Biomea Fusion (BMEA) shows durable 52-week HbA1c drops in Phase II T2D trial
Rhea-AI Filing Summary
Biomea Fusion, Inc. reported new 52-week results from its Phase II COVALENT-111 trial of icovamenib in adults with type 2 diabetes. The topline efficacy analysis focused on 163 patients who completed at least 80% of planned dosing and were on one or more antihyperglycemic drugs at baseline.
Among a prespecified subgroup of 10 severe insulin-deficient patients treated for 12 weeks, icovamenib produced a durable 1.2% reduction in HbA1c through Week 52, with Arm B (6 patients; 100mg once daily for 12 weeks) showing a 1.5% HbA1c reduction, both with p=0.01. In 11 participants already on GLP-1-based therapy but not at glycemic targets, 8 or 12 weeks of icovamenib led to a 1.3% HbA1c reduction (p=0.05) sustained to Week 52.
Icovamenib was generally well tolerated over 52 weeks, with no treatment-related serious adverse events or discontinuations reported. The company outlines plans for additional Phase II studies, including a Phase IIb trial in severe insulin-deficient type 2 diabetes and a Phase II trial in patients on GLP-1 therapy, both expected to initiate in the fourth quarter of 2025.
Positive
- Phase II COVALENT-111 results show durable 52-week HbA1c reductions of 1.2–1.5% in severe insulin-deficient type 2 diabetes patients after only 12 weeks of icovamenib dosing, with a favorable safety profile and no treatment-related serious adverse events or discontinuations reported.
Negative
- None.
Insights
Durable HbA1c reductions with clean safety signal support advancing icovamenib in type 2 diabetes.
The 52-week COVALENT-111 readout shows that 12 weeks of icovamenib dosing produced sustained HbA1c reductions in targeted subgroups of type 2 diabetes patients. In severe insulin-deficient patients, a durable 1.2% HbA1c drop at Week 52, and 1.5% in Arm B with p=0.01, is clinically meaningful given this group’s low beta cell function and rapid progression. The GLP-1 subgroup also showed a 1.3% reduction (p=0.05), suggesting additive benefit in patients not at goal on existing GLP-1-based therapy.
Safety is a key consideration in metabolic drugs; here, icovamenib was generally well tolerated over 52 weeks with no treatment-related serious adverse events or discontinuations reported. That profile, combined with durable glycemic control after finite dosing, underpins the company’s decision to move into a Phase IIb trial in severe insulin-deficient type 2 diabetes (COVALENT-211) and a Phase II study in GLP-1-treated patients (COVALENT-212), both planned for the fourth quarter of 2025. Actual value will depend on confirming these signals in larger, more diverse populations and on future regulatory interactions, especially given the prior interim FDA clinical hold mentioned in the study history.

▬▬▬▬▬▬

- DIRECTIONS:
1. Answer these questions from the filing summary:
(a) How many patients were included in the topline efficacy analysis?
(b) What dosing did Arm B receive?
(c) What is the name of the planned Phase II study in GLP-1-treated patients?
2. Repeat the stretch of the filing summary from "Safety is a" through "the study history.".
The filing summary has no connection to the listing that comes after it.

- Referring expression grounding data:

▬▬▬▬▬▬

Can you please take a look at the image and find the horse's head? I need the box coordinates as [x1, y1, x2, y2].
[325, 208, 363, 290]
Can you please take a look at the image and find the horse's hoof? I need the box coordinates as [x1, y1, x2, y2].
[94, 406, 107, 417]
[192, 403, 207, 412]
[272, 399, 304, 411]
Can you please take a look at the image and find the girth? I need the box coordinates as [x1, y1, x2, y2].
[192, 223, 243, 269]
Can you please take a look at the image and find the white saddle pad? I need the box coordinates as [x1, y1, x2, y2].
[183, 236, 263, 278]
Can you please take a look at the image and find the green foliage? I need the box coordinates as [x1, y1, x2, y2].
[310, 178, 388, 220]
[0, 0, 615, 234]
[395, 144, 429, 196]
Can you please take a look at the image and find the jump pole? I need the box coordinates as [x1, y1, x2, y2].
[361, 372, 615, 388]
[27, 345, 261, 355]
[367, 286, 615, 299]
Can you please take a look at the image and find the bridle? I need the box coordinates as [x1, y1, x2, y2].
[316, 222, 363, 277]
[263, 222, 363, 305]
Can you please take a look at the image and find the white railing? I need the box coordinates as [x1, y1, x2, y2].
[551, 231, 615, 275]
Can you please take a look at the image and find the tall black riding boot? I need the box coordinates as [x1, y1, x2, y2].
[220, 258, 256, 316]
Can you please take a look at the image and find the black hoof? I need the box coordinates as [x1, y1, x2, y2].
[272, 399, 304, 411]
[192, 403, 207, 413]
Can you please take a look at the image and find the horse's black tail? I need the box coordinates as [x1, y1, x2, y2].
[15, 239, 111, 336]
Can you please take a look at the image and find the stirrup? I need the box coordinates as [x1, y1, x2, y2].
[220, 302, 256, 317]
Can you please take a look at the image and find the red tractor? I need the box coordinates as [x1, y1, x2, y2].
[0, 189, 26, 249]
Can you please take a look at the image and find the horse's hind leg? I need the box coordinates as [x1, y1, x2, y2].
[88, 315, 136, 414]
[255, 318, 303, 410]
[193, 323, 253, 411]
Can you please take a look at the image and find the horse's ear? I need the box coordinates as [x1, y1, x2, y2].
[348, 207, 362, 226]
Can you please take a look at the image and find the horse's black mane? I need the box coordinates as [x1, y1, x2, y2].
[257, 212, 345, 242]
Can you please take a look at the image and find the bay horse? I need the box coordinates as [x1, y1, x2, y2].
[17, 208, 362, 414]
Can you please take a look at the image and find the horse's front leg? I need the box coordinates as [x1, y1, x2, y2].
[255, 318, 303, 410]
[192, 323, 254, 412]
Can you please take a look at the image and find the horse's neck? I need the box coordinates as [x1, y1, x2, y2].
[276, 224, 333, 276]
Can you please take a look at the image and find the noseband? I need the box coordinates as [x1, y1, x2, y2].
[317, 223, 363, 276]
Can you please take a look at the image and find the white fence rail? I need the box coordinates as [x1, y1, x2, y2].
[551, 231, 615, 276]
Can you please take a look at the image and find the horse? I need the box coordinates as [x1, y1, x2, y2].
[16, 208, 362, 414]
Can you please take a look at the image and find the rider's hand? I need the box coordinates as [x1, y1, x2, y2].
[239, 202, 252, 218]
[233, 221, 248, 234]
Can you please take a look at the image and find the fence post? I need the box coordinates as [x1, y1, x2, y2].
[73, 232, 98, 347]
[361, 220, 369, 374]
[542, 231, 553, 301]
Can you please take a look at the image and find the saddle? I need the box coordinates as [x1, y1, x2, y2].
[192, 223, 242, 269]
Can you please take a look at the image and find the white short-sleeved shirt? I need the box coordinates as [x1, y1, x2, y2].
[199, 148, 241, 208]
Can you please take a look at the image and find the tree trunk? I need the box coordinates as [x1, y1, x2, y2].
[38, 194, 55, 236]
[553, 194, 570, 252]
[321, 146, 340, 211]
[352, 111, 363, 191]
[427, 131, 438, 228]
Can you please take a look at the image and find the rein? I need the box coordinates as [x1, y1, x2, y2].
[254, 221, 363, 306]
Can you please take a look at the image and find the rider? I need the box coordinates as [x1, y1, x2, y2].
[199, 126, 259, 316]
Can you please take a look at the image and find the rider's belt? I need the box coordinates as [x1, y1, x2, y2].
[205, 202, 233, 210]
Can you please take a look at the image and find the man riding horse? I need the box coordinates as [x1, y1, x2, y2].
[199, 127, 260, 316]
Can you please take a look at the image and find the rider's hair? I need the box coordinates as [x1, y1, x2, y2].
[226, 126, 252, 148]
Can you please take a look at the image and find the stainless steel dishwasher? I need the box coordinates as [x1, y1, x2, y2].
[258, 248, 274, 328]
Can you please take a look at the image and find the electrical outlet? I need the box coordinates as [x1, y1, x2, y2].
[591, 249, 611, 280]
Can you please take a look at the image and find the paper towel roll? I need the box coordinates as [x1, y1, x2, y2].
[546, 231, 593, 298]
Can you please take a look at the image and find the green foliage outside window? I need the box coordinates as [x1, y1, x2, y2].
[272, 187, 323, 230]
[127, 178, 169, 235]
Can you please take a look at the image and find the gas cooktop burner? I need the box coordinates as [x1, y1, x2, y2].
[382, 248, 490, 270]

▬▬▬▬▬▬

- ANSWERS FOR THE TASKS:
1.
(a) 163 patients
(b) 100mg once daily for 12 weeks
(c) COVALENT-212

2.
Safety is a key consideration in metabolic drugs; here, icovamenib was generally well tolerated over 52 weeks with no treatment-related serious adverse events or discontinuations reported. That profile, combined with durable glycemic control after finite dosing, underpins the company’s decision to move into a Phase IIb trial in severe insulin-deficient type 2 diabetes (COVALENT-211) and a Phase II study in GLP-1-treated patients (COVALENT-212), both planned for the fourth quarter of 2025. Actual value will depend on confirming these signals in larger, more diverse populations and on future regulatory interactions, especially given the prior interim FDA clinical hold mentioned in the study history.